◆ REQUIRED TASK:
Reproduce Malc Dugdale's full comment on the club's retail and ticketing, word for word and without any changes.

Malc Dugdale says...
I’d really love the club to get a proper grip of its retail department.
We must be losing millions in revenue every year, money that I’m sure we could invest in the club for the better, and frankly it drives me mad.
The football is going pretty well, which is a great base to build on. We’re back in a decent division in which we’re thriving and improving all the time, with a strategy and a playing style that the fans increasingly adore.
With that in mind, why are we so awful in terms of ticketing and general merchandising?
For way too long, it’s been very hard to spend money on merch related to our hometown club.
From the shop often being less accessible than my father-in-law’s wallet in the local pub, to the ticketing being difficult for those who are less ‘online capable’, the club seems to be doing its very best to make the least money possible on upselling and cross-selling to a huge and captive audience.
If you don’t voluntarily miss ten minutes of football at home games, you generally can’t get a beer or brew at half time, as the queues are massive and totally disorganised. By the time you do get to the front, all the heated food is gone.

◆ DATASET ENTRIES:

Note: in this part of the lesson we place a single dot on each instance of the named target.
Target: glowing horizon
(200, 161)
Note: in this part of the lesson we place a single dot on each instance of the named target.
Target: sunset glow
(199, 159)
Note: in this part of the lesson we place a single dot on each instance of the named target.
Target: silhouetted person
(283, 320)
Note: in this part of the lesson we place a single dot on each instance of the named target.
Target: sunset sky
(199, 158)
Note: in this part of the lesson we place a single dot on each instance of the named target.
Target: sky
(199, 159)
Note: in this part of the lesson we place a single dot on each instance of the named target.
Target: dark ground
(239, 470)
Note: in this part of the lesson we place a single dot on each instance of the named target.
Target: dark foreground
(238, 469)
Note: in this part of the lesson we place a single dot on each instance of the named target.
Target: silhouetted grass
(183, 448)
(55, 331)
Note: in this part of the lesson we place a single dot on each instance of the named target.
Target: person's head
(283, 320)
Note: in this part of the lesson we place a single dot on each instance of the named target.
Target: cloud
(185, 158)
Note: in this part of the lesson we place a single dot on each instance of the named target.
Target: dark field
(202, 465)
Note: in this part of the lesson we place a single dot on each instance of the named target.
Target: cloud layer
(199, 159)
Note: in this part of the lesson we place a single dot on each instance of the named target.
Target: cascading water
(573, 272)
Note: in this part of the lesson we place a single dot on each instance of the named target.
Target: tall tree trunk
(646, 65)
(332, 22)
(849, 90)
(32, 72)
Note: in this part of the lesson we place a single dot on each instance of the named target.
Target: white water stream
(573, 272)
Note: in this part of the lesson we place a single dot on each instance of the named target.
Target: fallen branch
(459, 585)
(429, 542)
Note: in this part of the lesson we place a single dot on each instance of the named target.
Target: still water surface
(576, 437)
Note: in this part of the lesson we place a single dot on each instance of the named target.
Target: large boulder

◆ OUTPUT BELOW:
Malc Dugdale says...
I’d really love the club to get a proper grip of its retail department.
We must be losing millions in revenue every year, money that I’m sure we could invest in the club for the better, and frankly it drives me mad.
The football is going pretty well, which is a great base to build on. We’re back in a decent division in which we’re thriving and improving all the time, with a strategy and a playing style that the fans increasingly adore.
With that in mind, why are we so awful in terms of ticketing and general merchandising?
For way too long, it’s been very hard to spend money on merch related to our hometown club.
From the shop often being less accessible than my father-in-law’s wallet in the local pub, to the ticketing being difficult for those who are less ‘online capable’, the club seems to be doing its very best to make the least money possible on upselling and cross-selling to a huge and captive audience.
If you don’t voluntarily miss ten minutes of football at home games, you generally can’t get a beer or brew at half time, as the queues are massive and totally disorganised. By the time you do get to the front, all the heated food is gone.